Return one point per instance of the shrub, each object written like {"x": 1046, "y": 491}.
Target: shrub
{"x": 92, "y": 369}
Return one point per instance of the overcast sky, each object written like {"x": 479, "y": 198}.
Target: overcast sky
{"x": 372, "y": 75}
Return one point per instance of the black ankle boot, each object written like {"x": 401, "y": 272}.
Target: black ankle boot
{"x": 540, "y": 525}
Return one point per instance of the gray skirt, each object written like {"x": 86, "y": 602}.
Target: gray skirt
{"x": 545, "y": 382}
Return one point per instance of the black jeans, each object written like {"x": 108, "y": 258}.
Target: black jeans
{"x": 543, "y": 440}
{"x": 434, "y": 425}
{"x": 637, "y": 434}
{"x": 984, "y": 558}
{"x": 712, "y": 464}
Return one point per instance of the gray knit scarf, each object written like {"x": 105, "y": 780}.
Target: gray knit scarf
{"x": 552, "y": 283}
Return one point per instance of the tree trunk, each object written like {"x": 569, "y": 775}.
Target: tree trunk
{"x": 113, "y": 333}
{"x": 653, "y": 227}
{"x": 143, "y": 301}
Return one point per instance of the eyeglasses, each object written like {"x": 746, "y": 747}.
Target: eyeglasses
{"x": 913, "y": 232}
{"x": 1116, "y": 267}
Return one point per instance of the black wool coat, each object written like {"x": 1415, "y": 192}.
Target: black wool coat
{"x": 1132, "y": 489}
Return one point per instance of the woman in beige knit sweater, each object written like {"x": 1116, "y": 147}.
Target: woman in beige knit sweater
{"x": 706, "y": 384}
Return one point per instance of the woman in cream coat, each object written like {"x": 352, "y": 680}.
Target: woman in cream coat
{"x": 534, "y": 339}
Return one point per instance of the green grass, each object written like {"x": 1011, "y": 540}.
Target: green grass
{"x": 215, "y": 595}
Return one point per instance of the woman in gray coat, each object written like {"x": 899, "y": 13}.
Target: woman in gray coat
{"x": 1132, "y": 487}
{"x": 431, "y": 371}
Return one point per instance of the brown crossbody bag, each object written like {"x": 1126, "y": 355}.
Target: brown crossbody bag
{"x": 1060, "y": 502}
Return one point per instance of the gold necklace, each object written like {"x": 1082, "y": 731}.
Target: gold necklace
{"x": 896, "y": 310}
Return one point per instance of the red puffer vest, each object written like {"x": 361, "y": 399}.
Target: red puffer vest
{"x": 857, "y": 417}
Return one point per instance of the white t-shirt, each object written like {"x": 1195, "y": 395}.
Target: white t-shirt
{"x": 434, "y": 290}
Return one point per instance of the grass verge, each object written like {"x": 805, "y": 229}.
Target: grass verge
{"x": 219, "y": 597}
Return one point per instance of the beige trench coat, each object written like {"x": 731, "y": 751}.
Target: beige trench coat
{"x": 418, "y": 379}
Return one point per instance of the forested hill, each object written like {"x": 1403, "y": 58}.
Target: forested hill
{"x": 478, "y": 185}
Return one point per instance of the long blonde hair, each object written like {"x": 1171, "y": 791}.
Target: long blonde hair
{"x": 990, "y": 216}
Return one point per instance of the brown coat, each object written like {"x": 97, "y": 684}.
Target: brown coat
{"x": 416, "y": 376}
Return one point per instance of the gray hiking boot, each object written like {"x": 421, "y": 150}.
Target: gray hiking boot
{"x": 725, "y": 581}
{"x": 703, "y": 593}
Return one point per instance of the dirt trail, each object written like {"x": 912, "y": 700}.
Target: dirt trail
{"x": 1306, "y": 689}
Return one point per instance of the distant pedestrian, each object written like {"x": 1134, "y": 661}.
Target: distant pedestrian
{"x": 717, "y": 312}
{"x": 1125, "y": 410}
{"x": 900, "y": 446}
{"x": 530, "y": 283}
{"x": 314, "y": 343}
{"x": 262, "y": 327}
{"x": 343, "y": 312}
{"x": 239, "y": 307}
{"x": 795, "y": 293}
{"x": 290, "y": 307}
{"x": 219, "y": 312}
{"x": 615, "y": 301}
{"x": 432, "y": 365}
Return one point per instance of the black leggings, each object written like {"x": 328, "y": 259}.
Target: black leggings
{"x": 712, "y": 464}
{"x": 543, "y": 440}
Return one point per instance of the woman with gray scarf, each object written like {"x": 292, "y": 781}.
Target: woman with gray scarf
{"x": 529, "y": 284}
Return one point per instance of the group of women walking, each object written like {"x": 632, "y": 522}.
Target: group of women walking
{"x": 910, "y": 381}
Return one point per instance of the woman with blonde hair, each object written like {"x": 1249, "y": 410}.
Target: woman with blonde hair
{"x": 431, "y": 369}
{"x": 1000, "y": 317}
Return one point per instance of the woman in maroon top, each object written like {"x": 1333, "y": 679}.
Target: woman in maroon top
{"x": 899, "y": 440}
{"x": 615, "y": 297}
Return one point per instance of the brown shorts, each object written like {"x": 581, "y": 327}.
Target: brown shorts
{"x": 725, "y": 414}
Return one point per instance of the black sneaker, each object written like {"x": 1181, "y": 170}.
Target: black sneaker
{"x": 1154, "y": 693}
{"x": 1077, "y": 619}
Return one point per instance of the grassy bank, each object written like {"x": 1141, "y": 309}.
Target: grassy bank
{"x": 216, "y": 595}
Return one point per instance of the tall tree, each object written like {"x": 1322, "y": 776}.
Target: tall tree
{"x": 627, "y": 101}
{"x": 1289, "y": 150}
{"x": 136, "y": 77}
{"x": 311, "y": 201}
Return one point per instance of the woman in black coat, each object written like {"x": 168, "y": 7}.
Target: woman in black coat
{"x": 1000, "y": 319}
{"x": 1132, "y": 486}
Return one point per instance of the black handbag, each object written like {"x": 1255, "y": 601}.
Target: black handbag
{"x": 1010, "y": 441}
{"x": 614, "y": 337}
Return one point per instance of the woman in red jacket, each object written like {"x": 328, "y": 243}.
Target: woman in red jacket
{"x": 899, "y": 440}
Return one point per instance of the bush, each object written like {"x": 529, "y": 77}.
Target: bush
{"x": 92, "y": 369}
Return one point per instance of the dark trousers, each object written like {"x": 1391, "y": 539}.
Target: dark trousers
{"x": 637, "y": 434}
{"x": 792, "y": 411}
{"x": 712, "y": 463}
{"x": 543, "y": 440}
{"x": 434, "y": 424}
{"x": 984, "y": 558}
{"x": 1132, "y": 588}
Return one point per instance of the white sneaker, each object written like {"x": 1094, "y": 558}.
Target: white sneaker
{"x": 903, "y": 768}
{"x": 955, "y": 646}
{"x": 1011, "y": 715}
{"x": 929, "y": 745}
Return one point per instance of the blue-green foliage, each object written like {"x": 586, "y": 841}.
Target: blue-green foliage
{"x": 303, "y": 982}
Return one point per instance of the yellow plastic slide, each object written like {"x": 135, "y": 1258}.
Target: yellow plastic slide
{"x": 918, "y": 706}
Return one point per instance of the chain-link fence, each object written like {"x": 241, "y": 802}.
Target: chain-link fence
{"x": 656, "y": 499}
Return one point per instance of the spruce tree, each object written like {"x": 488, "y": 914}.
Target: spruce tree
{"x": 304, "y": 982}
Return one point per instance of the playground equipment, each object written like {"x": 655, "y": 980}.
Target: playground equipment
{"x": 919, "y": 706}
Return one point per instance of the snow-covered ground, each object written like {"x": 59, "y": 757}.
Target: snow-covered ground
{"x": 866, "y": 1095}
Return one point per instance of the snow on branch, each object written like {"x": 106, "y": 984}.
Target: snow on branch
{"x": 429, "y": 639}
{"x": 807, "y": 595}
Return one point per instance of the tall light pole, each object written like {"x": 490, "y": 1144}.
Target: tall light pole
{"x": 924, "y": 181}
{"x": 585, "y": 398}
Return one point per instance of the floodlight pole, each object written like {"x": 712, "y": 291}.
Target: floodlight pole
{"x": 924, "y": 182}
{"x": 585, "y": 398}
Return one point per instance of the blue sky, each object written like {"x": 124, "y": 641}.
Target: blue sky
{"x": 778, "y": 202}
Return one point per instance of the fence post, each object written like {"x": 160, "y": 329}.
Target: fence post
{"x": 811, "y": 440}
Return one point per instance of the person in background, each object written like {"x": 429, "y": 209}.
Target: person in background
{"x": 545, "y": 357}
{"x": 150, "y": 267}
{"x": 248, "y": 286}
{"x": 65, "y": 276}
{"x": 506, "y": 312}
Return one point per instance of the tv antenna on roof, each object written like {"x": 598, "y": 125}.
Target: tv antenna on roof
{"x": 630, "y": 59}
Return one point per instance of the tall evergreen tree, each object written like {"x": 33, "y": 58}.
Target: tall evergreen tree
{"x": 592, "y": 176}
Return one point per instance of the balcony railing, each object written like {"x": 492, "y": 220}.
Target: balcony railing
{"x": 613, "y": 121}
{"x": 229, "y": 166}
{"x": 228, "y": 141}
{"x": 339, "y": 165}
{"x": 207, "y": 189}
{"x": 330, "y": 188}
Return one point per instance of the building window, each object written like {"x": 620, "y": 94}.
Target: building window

Aim
Quote, without any change, each line from the one that contains "Return one point per instance of the floodlight" through the end of the material.

Response
Return one point per instance of the floodlight pole, each object written like {"x": 712, "y": 291}.
Target: floodlight pole
{"x": 924, "y": 182}
{"x": 585, "y": 398}
Return one point per instance of the blue sky, each object written like {"x": 124, "y": 641}.
Target: blue sky
{"x": 778, "y": 202}
Return one point per instance of the fence post, each object written like {"x": 160, "y": 329}.
Target: fence post
{"x": 811, "y": 440}
Return one point per instance of the person in background, each object written like {"x": 429, "y": 209}.
Target: person in background
{"x": 545, "y": 357}
{"x": 150, "y": 267}
{"x": 248, "y": 286}
{"x": 65, "y": 276}
{"x": 506, "y": 312}
Return one point per instance of the tv antenna on roof, each object written like {"x": 598, "y": 125}.
Target: tv antenna on roof
{"x": 630, "y": 59}
Return one point per instance of the tall evergreen tree, each object written like {"x": 33, "y": 58}.
Target: tall evergreen tree
{"x": 592, "y": 176}
Return one point per instance of the balcony railing, each object written like {"x": 492, "y": 220}.
Target: balcony railing
{"x": 613, "y": 121}
{"x": 229, "y": 166}
{"x": 228, "y": 141}
{"x": 339, "y": 165}
{"x": 207, "y": 189}
{"x": 330, "y": 188}
Return one point per instance of the building window, each object written like {"x": 620, "y": 94}.
Target: building window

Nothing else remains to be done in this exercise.